* **SUPPLIED RECORDS**:
★ ★ ★
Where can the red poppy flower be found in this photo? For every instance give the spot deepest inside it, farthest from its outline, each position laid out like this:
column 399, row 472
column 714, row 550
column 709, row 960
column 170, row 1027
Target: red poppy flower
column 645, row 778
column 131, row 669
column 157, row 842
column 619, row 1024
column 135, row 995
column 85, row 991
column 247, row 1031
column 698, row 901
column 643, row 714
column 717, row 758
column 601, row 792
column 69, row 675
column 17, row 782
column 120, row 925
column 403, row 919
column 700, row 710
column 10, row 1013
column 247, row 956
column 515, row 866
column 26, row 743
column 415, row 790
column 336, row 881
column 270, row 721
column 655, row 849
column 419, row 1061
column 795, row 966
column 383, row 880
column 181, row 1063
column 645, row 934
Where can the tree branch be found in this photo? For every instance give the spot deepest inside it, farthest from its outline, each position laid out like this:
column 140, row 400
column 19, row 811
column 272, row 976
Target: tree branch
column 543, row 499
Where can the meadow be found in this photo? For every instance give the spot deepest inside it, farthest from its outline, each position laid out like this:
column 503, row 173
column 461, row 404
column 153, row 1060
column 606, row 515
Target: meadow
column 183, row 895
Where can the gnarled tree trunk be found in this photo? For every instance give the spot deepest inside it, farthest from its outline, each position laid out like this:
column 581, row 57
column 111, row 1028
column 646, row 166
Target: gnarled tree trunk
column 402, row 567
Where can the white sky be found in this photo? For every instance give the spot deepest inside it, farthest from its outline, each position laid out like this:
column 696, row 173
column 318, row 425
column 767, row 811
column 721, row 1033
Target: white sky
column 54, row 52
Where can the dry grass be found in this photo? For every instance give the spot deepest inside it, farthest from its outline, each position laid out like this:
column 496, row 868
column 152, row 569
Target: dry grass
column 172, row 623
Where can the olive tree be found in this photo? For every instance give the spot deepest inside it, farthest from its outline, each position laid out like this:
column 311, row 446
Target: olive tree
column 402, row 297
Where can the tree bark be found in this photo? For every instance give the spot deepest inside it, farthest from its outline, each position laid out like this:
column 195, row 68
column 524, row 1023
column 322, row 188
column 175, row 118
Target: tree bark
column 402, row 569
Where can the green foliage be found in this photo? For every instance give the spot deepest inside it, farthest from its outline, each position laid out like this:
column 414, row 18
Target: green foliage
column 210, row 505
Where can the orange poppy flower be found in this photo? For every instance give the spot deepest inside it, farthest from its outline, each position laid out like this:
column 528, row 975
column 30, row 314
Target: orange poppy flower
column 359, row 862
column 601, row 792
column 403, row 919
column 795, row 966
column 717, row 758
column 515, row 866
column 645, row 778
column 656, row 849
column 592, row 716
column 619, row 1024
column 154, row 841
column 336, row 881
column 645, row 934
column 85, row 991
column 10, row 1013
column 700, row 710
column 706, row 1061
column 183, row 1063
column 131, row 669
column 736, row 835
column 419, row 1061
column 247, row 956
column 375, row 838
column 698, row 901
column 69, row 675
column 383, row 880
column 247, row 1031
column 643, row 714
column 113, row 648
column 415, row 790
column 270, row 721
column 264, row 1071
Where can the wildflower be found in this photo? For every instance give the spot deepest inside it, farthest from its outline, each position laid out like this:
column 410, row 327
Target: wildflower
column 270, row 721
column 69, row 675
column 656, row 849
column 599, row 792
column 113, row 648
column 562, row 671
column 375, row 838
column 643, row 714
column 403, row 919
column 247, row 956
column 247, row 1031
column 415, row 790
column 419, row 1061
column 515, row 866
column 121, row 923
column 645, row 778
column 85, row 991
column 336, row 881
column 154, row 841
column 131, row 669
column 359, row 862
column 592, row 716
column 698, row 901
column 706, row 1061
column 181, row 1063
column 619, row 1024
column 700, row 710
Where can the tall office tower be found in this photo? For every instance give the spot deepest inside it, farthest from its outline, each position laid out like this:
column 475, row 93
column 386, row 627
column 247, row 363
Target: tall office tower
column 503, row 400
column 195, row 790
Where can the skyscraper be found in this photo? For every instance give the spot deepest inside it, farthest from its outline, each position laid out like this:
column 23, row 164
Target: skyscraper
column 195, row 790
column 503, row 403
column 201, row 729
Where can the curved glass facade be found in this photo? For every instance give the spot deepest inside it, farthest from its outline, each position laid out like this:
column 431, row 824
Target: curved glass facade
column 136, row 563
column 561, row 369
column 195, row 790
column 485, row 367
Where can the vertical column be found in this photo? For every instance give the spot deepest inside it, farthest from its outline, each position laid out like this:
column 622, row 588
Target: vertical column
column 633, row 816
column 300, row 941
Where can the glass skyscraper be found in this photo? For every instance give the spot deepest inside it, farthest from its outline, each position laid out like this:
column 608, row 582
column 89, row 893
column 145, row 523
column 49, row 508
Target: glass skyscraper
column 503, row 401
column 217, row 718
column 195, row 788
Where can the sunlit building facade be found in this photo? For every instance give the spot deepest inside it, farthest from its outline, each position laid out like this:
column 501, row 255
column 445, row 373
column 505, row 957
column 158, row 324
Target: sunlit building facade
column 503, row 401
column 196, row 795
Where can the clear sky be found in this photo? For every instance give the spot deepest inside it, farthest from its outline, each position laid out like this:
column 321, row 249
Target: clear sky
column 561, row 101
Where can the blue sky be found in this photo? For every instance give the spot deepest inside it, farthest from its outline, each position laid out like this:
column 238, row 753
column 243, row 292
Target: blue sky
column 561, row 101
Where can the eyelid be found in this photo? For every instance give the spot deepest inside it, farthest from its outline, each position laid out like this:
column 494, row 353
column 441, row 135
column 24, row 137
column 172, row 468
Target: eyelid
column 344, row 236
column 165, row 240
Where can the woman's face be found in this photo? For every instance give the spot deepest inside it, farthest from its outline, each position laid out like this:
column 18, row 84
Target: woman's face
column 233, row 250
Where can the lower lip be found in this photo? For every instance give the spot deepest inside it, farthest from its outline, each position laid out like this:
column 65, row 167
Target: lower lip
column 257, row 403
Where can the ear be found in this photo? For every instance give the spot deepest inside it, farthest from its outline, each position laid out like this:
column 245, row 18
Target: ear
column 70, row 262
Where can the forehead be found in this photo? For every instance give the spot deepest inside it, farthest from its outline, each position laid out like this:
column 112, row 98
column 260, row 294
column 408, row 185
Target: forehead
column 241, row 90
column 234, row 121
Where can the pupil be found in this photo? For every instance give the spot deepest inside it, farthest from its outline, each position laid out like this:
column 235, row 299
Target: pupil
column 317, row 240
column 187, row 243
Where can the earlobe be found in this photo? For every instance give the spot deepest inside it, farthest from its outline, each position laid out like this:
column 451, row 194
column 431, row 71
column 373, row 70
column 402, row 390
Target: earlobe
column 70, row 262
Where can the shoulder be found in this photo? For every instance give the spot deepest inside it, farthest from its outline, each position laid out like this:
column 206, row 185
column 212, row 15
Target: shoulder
★ ★ ★
* **GIVEN INSTRUCTION**:
Can you repeat all the rows above, replacing "farthest from its outline" with "farthest from its edge" and leaving everything else unchanged?

* **RESULT OF THE EXERCISE**:
Where can the red poppy flower be found in this photo? For every instance give the spot deepest inside it, farthest from its edge, each position laid out like this:
column 399, row 472
column 714, row 550
column 709, row 960
column 170, row 1027
Target: red poppy flower
column 645, row 778
column 131, row 669
column 157, row 842
column 619, row 1024
column 135, row 995
column 85, row 991
column 247, row 1031
column 698, row 901
column 643, row 714
column 717, row 758
column 601, row 792
column 69, row 675
column 17, row 782
column 120, row 925
column 403, row 919
column 700, row 710
column 10, row 1013
column 247, row 956
column 515, row 866
column 26, row 743
column 415, row 790
column 336, row 881
column 270, row 721
column 655, row 849
column 419, row 1061
column 795, row 966
column 383, row 880
column 181, row 1063
column 645, row 934
Where can the tree branch be found in this photo? For every instance give the spot deepest inside it, farthest from its edge, each position laid out like this:
column 140, row 400
column 19, row 811
column 272, row 976
Target: tree branch
column 543, row 499
Where can the meadow be found in this photo? For every instance give the spot deepest inside it, farthest from its edge, each position laid out like this:
column 503, row 173
column 461, row 404
column 153, row 1060
column 606, row 515
Target: meadow
column 183, row 895
Where can the gnarled tree trunk be found in this photo? For every instance give the spot deepest inside it, farthest from its edge, each position laid out like this:
column 581, row 57
column 111, row 1028
column 646, row 166
Target: gnarled tree trunk
column 402, row 567
Where can the white sky be found in this photo? For every instance give the spot deepest inside it, farthest from its edge, each position laid out like this:
column 696, row 173
column 318, row 425
column 767, row 811
column 721, row 1033
Target: white sky
column 54, row 52
Where can the dry grass be found in this photo? For every instance give the spot deepest inside it, farthest from its edge, each position laid out like this:
column 496, row 868
column 152, row 569
Target: dry grass
column 172, row 623
Where can the olive tree be found in this photo? For every instance give the spot deepest inside it, farthest from its edge, each position laid out like this:
column 311, row 446
Target: olive tree
column 402, row 297
Where can the tree bark be found in this photo? For every instance give the spot deepest inside it, farthest from its edge, each position laid out like this:
column 195, row 68
column 524, row 1023
column 322, row 188
column 175, row 118
Target: tree bark
column 402, row 569
Where can the green foliage be found in this photo? For every instance give the spot deepest inside it, farthest from its edge, each position laid out like this:
column 414, row 18
Target: green foliage
column 210, row 505
Where can the orange poppy flower be found in this photo? For every instance give the spot deepest inside it, farthest from its edge, each position laid out like this:
column 528, row 975
column 30, row 314
Target: orange poppy flower
column 359, row 862
column 601, row 792
column 403, row 919
column 795, row 966
column 717, row 758
column 515, row 866
column 645, row 778
column 656, row 849
column 592, row 716
column 619, row 1024
column 154, row 841
column 336, row 881
column 645, row 934
column 85, row 991
column 10, row 1013
column 700, row 710
column 706, row 1061
column 183, row 1063
column 131, row 669
column 736, row 835
column 419, row 1061
column 247, row 956
column 375, row 838
column 698, row 901
column 69, row 675
column 383, row 880
column 247, row 1031
column 643, row 714
column 113, row 648
column 415, row 790
column 270, row 721
column 264, row 1071
Where can the wildflower be found in this photo? For every instance give the spot deepest inside it, farthest from its edge, each position laid out like this:
column 410, row 327
Target: wildflower
column 270, row 721
column 69, row 675
column 656, row 849
column 599, row 792
column 113, row 648
column 562, row 671
column 375, row 838
column 643, row 714
column 403, row 919
column 247, row 956
column 247, row 1031
column 415, row 790
column 419, row 1061
column 515, row 866
column 121, row 923
column 645, row 778
column 85, row 991
column 336, row 881
column 154, row 841
column 131, row 669
column 359, row 862
column 592, row 716
column 698, row 901
column 706, row 1061
column 181, row 1063
column 619, row 1024
column 700, row 710
Where can the tall office tower be found in this photo? For every instance give the spot deepest inside it, farthest from its edge, each position laid out like this:
column 475, row 93
column 386, row 627
column 247, row 363
Target: tall office tower
column 503, row 400
column 195, row 790
Where can the skyscraper be found in this photo? For every instance give the spot deepest inside it, farthest from its edge, each position laid out like this:
column 23, row 164
Target: skyscraper
column 195, row 790
column 503, row 403
column 201, row 729
Where can the curved glass facade be found in this photo? For every instance give the spot deepest inside it, farthest from its edge, each position laid out like this:
column 431, row 824
Target: curved glass facade
column 136, row 563
column 561, row 369
column 195, row 790
column 485, row 367
Where can the vertical column be found in this photo? For every instance give the spot deepest inside it, farthest from its edge, each position laid out like this:
column 622, row 588
Target: vertical column
column 633, row 816
column 300, row 941
Where can the glass skyscraper be found in this photo? For every instance give the spot deepest inside it, farthest from its edge, each position laid out like this:
column 608, row 582
column 89, row 893
column 145, row 523
column 49, row 508
Target: glass skyscraper
column 503, row 401
column 217, row 718
column 195, row 788
Where can the sunlit building facade be found in this photo? For every instance give the spot deepest inside it, farthest from its edge, each position laid out like this:
column 501, row 255
column 445, row 373
column 505, row 957
column 158, row 324
Target: sunlit building facade
column 503, row 401
column 196, row 795
Where can the clear sky be found in this photo? For every instance give the spot deepest inside it, farthest from its edge, each position laid out like this:
column 321, row 249
Target: clear sky
column 561, row 101
Where can the blue sky be found in this photo? For every instance give the spot deepest inside it, farthest from its edge, each position laid out like this:
column 238, row 753
column 243, row 292
Target: blue sky
column 561, row 101
Where can the eyelid be found in this photo? For every instance give the spot deepest inside it, farthest from its edge, each position laid out like this:
column 494, row 353
column 441, row 135
column 24, row 137
column 172, row 468
Target: eyelid
column 344, row 236
column 165, row 240
Where can the woman's face be found in this photo? For every instance give the spot deepest inside it, farthest from its edge, each position laid out like this:
column 18, row 84
Target: woman's face
column 233, row 250
Where can the lower lip be found in this photo? For every instance give the spot deepest inside it, farthest from its edge, each position laid out like this:
column 65, row 167
Target: lower lip
column 257, row 403
Where can the ear be found in this photo? For every instance give the spot deepest inside it, farthest from its edge, each position laid out like this:
column 245, row 18
Target: ear
column 70, row 262
Where can the forehead be found in this photo? For every instance give the spot deepest inside it, farthest from its edge, each position laid out like this:
column 112, row 98
column 260, row 294
column 408, row 185
Target: forehead
column 241, row 90
column 234, row 121
Where can the pupil be found in this photo? For every instance give the spot deepest inside it, farthest from its edge, each position laid out like this:
column 235, row 299
Target: pupil
column 317, row 240
column 187, row 243
Where can the earlobe be found in this photo? For every instance give the spot deepest inside it, farthest from its edge, each position laid out like this:
column 451, row 194
column 431, row 71
column 373, row 70
column 402, row 390
Target: earlobe
column 70, row 262
Where can the shoulder be found in this photo? For every instance give the spot deepest inside it, farthest from its edge, each position laid out like this:
column 206, row 185
column 212, row 15
Target: shoulder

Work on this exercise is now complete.